_Selection_:
[BEGIN]
Sometimes, life can get overwhelming. You have hundreds of things to do and it seems like your days just keep getting shorter. No doubt, you’ve probably tried making lists and schedules and while they worked for a while, their effectiveness was fleeting. There is a difference between a to-do list and an effective to do list and learning how to make one will change the way you get things done. Hopefully, these tips will help you accomplish your goals and help minimize your stress.
How to Make an Effective To-Do List
This is a hard one and will definitely take some time to tweak, but in order for your list to be effective, you need to write down realistic goals. Take into account how much time you have and how important the items are before you put them down. If it helps, make two lists: One for things that need to be done immediately and more general ones for the future.
When you start writing your list of realistic things that you need to get done, be as specific as possible. This will help you focus when it comes time to do the things on your list. So, instead of saying “Clean the Kitchen”, write down “wipe the counters”, “empty out the fridge”, or “fill the dishwasher”. Having these smaller, step-by-step tasks will make the concept of ‘cleaning the kitchen’ much more doable.
[END]
_What to do_:
A - Translate this sentence from the to-do list text into Spanish: "This will help you focus when it comes time to do the things on your list."
B - Pick out every line of the entries that contains the word "facade", treating uppercase and lowercase letters as different.

Dataset rows
[BEGIN]
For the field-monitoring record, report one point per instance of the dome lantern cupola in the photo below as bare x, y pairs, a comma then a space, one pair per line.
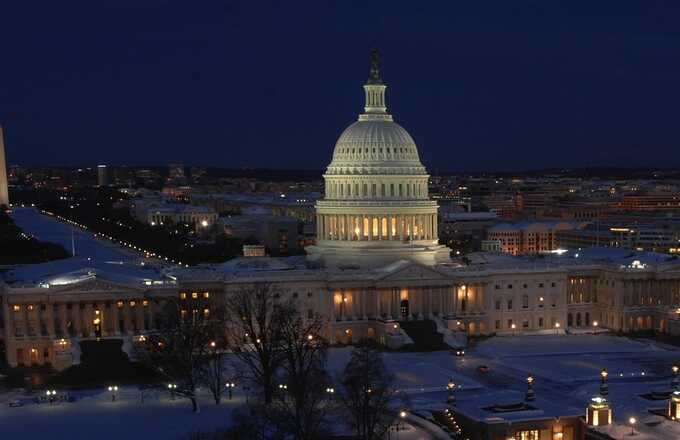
375, 107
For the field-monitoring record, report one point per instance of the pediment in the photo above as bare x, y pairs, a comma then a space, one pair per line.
412, 271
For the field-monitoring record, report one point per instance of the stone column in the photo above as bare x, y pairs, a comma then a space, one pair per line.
389, 227
390, 300
378, 311
62, 318
76, 319
49, 319
343, 305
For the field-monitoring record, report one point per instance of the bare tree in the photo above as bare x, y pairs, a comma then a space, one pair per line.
216, 373
180, 346
304, 353
255, 315
367, 393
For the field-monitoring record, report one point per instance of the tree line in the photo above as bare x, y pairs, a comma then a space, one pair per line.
256, 337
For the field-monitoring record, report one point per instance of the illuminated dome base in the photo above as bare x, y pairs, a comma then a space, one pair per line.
342, 255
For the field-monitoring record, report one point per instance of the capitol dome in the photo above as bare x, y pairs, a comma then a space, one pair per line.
376, 208
375, 146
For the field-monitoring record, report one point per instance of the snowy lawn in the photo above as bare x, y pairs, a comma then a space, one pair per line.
46, 228
93, 415
413, 372
577, 358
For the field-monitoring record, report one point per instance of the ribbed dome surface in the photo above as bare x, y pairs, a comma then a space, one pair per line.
375, 144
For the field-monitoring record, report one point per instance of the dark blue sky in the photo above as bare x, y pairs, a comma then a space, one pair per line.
480, 85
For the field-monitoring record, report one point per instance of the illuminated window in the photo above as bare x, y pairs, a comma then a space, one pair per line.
528, 435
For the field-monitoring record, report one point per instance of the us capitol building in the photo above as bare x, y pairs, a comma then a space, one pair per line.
377, 266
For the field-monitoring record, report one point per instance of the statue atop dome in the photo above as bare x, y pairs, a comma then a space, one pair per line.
374, 76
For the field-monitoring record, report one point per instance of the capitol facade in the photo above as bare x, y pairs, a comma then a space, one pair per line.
376, 268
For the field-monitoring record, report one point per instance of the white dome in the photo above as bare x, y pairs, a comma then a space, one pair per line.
375, 147
376, 208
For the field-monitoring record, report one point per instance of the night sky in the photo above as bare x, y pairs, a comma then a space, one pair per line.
480, 85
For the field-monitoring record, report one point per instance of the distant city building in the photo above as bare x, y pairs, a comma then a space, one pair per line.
654, 237
159, 212
4, 185
278, 234
491, 246
102, 175
182, 193
464, 232
527, 237
651, 202
254, 250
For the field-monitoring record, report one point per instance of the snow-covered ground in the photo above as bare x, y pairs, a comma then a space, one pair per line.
566, 369
46, 228
578, 358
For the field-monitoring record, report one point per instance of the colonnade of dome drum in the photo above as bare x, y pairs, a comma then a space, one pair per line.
399, 227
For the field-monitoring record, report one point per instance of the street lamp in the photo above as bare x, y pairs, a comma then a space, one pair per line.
530, 389
172, 387
283, 388
230, 386
604, 389
113, 390
451, 399
51, 395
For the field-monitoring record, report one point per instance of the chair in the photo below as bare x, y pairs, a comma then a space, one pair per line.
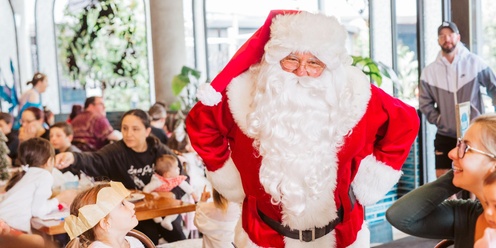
141, 237
444, 243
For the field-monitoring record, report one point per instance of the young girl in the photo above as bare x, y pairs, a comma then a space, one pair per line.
216, 220
489, 190
101, 218
425, 212
166, 178
29, 190
61, 135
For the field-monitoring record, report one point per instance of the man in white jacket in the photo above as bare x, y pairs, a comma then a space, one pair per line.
455, 70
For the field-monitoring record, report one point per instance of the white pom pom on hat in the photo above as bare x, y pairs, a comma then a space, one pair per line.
284, 31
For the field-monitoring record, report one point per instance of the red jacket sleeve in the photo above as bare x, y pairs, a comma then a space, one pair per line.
208, 128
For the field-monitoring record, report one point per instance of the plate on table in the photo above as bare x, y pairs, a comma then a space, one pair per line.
134, 197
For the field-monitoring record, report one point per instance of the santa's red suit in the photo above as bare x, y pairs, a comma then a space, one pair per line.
364, 163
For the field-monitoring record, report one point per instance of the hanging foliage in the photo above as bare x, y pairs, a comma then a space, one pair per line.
103, 45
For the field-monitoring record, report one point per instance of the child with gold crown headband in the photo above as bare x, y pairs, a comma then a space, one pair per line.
101, 217
29, 190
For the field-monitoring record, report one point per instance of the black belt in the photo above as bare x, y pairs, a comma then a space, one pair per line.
308, 235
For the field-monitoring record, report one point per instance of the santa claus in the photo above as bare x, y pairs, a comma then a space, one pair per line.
299, 136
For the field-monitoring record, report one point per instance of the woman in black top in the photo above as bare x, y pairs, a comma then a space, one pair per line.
130, 161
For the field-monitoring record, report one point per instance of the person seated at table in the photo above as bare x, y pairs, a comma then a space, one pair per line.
49, 117
216, 220
29, 190
75, 110
101, 217
61, 135
32, 120
6, 122
425, 212
165, 178
158, 114
92, 129
130, 161
489, 190
10, 237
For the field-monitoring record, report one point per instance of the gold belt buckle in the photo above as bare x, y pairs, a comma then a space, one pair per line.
301, 235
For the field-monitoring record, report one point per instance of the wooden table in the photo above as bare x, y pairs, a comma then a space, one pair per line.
152, 206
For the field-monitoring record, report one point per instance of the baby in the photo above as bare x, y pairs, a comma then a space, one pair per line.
165, 178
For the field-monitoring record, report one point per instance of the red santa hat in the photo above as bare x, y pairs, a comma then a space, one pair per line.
283, 32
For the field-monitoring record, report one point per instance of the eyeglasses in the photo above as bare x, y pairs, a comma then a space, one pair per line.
463, 148
443, 37
27, 121
312, 65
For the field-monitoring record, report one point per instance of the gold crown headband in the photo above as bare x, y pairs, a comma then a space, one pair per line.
106, 200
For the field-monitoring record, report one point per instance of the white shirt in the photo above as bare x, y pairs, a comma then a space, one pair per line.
28, 198
133, 243
216, 225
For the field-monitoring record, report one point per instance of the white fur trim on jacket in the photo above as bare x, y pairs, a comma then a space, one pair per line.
208, 95
227, 182
373, 180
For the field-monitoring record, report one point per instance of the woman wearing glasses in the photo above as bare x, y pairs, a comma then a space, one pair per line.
424, 211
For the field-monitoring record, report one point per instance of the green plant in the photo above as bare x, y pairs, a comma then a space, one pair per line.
103, 45
375, 69
184, 87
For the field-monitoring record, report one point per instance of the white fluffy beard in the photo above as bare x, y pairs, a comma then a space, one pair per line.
296, 125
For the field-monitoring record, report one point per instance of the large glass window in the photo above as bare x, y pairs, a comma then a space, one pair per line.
406, 51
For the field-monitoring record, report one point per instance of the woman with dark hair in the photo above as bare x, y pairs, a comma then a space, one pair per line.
76, 109
32, 120
130, 161
32, 97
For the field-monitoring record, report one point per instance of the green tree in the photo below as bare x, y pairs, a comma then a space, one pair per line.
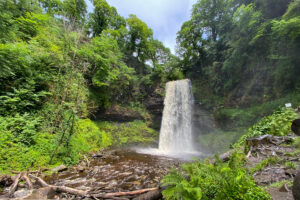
104, 17
75, 10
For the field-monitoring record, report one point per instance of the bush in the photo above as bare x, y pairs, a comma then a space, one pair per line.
279, 124
205, 181
129, 133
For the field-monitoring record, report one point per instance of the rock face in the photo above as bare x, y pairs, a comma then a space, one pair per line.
296, 186
117, 113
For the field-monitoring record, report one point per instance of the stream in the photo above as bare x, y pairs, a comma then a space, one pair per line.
116, 170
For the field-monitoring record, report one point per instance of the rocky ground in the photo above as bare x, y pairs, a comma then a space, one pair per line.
104, 172
274, 162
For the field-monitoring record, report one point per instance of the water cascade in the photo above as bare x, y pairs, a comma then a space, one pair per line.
176, 128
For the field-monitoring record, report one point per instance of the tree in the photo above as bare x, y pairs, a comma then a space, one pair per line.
52, 6
104, 17
140, 36
75, 10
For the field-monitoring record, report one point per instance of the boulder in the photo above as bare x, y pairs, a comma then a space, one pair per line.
60, 168
118, 113
296, 186
296, 126
42, 193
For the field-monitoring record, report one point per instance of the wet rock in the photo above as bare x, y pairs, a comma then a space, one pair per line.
42, 193
291, 172
118, 114
296, 126
284, 188
22, 193
131, 178
60, 168
80, 168
6, 180
296, 186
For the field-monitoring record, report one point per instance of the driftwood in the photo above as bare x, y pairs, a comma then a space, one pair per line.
60, 188
117, 194
152, 195
14, 186
85, 193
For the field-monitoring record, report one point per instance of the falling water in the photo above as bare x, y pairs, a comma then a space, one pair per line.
176, 128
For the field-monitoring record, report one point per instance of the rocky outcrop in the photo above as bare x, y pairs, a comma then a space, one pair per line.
296, 186
117, 113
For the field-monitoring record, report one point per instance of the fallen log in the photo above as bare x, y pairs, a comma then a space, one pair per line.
152, 195
118, 194
14, 186
60, 188
82, 193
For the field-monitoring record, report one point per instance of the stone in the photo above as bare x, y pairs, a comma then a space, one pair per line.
284, 188
42, 193
296, 186
60, 168
80, 168
22, 193
296, 126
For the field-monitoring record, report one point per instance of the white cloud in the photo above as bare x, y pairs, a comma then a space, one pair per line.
165, 17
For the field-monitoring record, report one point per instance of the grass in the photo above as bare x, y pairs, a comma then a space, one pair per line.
243, 117
219, 141
266, 162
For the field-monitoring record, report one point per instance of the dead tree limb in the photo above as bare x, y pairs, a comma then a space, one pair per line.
60, 188
152, 195
14, 186
117, 194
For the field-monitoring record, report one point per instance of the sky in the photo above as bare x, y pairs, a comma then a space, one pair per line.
164, 17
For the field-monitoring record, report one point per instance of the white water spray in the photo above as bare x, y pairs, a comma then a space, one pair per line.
176, 137
176, 129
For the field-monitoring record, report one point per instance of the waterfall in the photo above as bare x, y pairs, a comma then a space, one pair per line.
176, 127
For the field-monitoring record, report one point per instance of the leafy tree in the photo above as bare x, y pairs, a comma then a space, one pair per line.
140, 36
104, 17
75, 10
52, 6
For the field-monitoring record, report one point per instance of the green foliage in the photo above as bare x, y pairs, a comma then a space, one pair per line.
89, 137
205, 181
241, 51
75, 10
22, 146
279, 124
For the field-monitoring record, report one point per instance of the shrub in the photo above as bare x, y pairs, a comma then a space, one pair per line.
279, 124
205, 181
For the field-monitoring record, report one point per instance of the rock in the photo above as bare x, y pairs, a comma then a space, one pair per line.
42, 193
22, 193
80, 168
296, 126
296, 186
6, 180
291, 172
284, 188
117, 113
60, 168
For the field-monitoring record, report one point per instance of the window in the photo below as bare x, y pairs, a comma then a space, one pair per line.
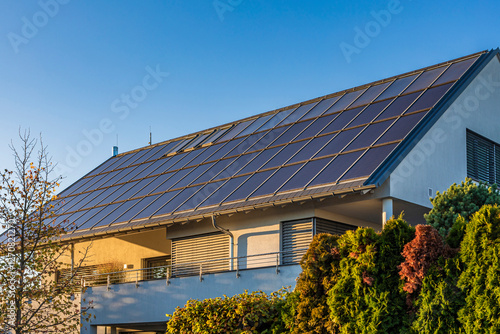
156, 267
296, 235
483, 159
206, 253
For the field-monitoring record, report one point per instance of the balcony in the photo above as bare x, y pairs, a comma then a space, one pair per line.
144, 296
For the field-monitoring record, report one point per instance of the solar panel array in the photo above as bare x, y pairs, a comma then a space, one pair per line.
331, 140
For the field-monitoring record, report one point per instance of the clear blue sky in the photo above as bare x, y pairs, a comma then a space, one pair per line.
72, 66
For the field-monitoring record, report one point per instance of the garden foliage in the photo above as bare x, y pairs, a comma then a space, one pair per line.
401, 280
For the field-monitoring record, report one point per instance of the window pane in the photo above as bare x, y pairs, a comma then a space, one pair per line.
342, 120
455, 71
369, 135
401, 128
396, 87
305, 174
430, 97
369, 113
425, 79
339, 142
250, 185
321, 107
399, 105
336, 168
369, 162
276, 180
370, 94
286, 153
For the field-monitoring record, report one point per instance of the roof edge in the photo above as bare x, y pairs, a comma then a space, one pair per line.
381, 174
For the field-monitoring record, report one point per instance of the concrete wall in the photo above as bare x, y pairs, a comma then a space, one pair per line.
126, 249
439, 160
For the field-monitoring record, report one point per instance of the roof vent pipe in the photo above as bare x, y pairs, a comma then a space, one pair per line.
231, 240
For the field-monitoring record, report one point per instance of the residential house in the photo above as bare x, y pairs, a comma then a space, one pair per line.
234, 207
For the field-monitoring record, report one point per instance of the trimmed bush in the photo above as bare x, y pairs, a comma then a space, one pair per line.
480, 280
367, 296
459, 200
254, 312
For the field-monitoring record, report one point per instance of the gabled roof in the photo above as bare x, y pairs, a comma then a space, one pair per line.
343, 142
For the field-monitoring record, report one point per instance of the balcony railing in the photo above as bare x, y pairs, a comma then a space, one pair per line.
231, 264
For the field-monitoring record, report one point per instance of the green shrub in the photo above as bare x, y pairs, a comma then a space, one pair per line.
[END]
_Solution list_:
A - Esto te ayudará a concentrarte cuando llegue el momento de hacer las cosas de tu lista.

B -
For the field-monitoring record, report one point per instance of the capitol facade in the photo above as bare x, y pairs, a comma then a space, one pair per line.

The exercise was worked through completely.